Stored data entries:
========================

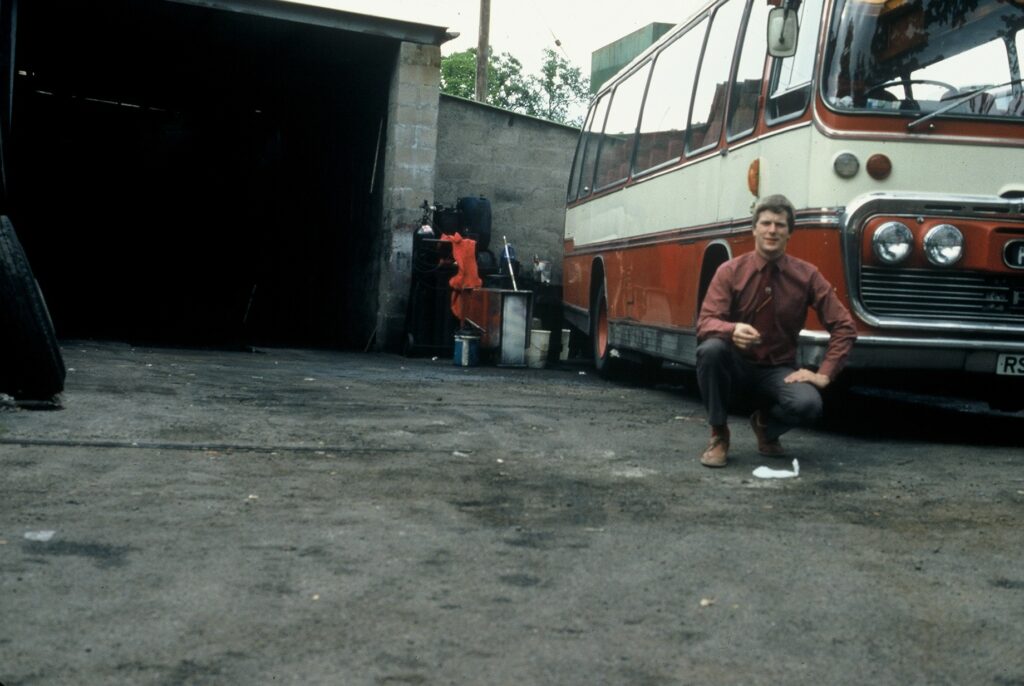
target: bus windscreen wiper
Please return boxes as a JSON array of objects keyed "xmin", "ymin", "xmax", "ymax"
[{"xmin": 907, "ymin": 79, "xmax": 1024, "ymax": 130}]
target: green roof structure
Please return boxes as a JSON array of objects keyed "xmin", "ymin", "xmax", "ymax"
[{"xmin": 590, "ymin": 22, "xmax": 674, "ymax": 93}]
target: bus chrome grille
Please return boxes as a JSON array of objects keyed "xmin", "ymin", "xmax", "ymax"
[{"xmin": 859, "ymin": 266, "xmax": 1024, "ymax": 325}]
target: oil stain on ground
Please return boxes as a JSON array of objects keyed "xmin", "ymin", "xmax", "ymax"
[{"xmin": 22, "ymin": 540, "xmax": 133, "ymax": 568}]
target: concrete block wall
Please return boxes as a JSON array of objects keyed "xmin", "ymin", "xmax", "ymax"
[
  {"xmin": 435, "ymin": 94, "xmax": 579, "ymax": 285},
  {"xmin": 376, "ymin": 41, "xmax": 442, "ymax": 352}
]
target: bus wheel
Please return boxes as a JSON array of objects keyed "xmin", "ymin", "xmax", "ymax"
[
  {"xmin": 987, "ymin": 385, "xmax": 1024, "ymax": 412},
  {"xmin": 0, "ymin": 216, "xmax": 66, "ymax": 401},
  {"xmin": 636, "ymin": 354, "xmax": 663, "ymax": 386},
  {"xmin": 591, "ymin": 283, "xmax": 619, "ymax": 377}
]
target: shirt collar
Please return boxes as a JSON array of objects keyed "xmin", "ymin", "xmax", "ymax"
[{"xmin": 754, "ymin": 252, "xmax": 788, "ymax": 273}]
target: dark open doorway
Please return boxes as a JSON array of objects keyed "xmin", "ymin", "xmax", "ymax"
[{"xmin": 10, "ymin": 0, "xmax": 395, "ymax": 348}]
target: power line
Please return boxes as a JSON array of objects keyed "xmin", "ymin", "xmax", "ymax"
[{"xmin": 526, "ymin": 0, "xmax": 571, "ymax": 60}]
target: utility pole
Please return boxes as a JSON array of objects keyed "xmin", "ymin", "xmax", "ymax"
[{"xmin": 474, "ymin": 0, "xmax": 490, "ymax": 103}]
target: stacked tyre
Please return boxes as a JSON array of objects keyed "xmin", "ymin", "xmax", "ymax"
[{"xmin": 0, "ymin": 215, "xmax": 65, "ymax": 400}]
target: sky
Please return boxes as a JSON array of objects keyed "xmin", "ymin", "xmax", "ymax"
[{"xmin": 289, "ymin": 0, "xmax": 689, "ymax": 77}]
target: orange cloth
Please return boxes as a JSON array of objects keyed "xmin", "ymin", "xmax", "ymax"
[{"xmin": 441, "ymin": 233, "xmax": 481, "ymax": 320}]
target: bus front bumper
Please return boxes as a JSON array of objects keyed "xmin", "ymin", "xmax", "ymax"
[{"xmin": 798, "ymin": 330, "xmax": 1024, "ymax": 376}]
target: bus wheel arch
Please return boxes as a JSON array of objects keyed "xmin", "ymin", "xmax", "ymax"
[
  {"xmin": 697, "ymin": 241, "xmax": 732, "ymax": 313},
  {"xmin": 589, "ymin": 257, "xmax": 606, "ymax": 320}
]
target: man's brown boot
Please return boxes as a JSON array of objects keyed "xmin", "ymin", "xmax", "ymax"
[
  {"xmin": 700, "ymin": 430, "xmax": 730, "ymax": 468},
  {"xmin": 750, "ymin": 410, "xmax": 785, "ymax": 457}
]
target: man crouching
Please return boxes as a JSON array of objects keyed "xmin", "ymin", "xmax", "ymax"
[{"xmin": 695, "ymin": 194, "xmax": 857, "ymax": 468}]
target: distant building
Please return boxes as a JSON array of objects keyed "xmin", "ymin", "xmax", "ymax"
[{"xmin": 590, "ymin": 22, "xmax": 674, "ymax": 93}]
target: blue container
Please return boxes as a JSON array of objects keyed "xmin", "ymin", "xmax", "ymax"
[{"xmin": 453, "ymin": 333, "xmax": 480, "ymax": 367}]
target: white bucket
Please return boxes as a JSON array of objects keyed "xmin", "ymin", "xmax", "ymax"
[
  {"xmin": 559, "ymin": 329, "xmax": 571, "ymax": 361},
  {"xmin": 526, "ymin": 329, "xmax": 551, "ymax": 369}
]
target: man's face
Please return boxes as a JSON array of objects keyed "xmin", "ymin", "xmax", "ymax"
[{"xmin": 753, "ymin": 209, "xmax": 791, "ymax": 261}]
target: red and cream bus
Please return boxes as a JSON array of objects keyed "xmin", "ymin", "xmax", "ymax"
[{"xmin": 562, "ymin": 0, "xmax": 1024, "ymax": 409}]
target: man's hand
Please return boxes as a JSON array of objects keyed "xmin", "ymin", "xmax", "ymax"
[
  {"xmin": 731, "ymin": 323, "xmax": 762, "ymax": 350},
  {"xmin": 784, "ymin": 368, "xmax": 830, "ymax": 389}
]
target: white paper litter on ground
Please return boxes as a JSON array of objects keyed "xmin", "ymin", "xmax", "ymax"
[
  {"xmin": 753, "ymin": 459, "xmax": 800, "ymax": 479},
  {"xmin": 24, "ymin": 530, "xmax": 56, "ymax": 542}
]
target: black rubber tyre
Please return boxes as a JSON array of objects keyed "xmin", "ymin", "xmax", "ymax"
[
  {"xmin": 591, "ymin": 282, "xmax": 620, "ymax": 378},
  {"xmin": 987, "ymin": 383, "xmax": 1024, "ymax": 413},
  {"xmin": 0, "ymin": 215, "xmax": 66, "ymax": 400},
  {"xmin": 635, "ymin": 353, "xmax": 664, "ymax": 386}
]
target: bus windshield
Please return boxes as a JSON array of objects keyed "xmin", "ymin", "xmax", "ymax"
[{"xmin": 823, "ymin": 0, "xmax": 1024, "ymax": 120}]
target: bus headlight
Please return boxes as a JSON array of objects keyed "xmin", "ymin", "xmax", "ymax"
[
  {"xmin": 923, "ymin": 224, "xmax": 964, "ymax": 266},
  {"xmin": 872, "ymin": 222, "xmax": 913, "ymax": 264}
]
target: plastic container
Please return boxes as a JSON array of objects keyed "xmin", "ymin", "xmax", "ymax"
[
  {"xmin": 456, "ymin": 196, "xmax": 492, "ymax": 250},
  {"xmin": 453, "ymin": 333, "xmax": 480, "ymax": 367},
  {"xmin": 526, "ymin": 329, "xmax": 551, "ymax": 369},
  {"xmin": 559, "ymin": 329, "xmax": 571, "ymax": 361}
]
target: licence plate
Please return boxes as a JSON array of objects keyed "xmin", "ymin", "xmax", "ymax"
[{"xmin": 996, "ymin": 353, "xmax": 1024, "ymax": 376}]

========================

[Task brief]
For the entries above, transcribe precisely the lines from the one with "target: plastic container" through the end, including both.

[Answer to this problem]
target: plastic container
Please return boxes as a JSON array of objects keyed "xmin", "ymin", "xmax", "ymax"
[
  {"xmin": 456, "ymin": 196, "xmax": 492, "ymax": 250},
  {"xmin": 453, "ymin": 333, "xmax": 480, "ymax": 367},
  {"xmin": 526, "ymin": 329, "xmax": 551, "ymax": 369},
  {"xmin": 559, "ymin": 329, "xmax": 571, "ymax": 361}
]
target: licence plate
Please return boxes as a JSON array of objects keyed "xmin", "ymin", "xmax", "ymax"
[{"xmin": 996, "ymin": 353, "xmax": 1024, "ymax": 376}]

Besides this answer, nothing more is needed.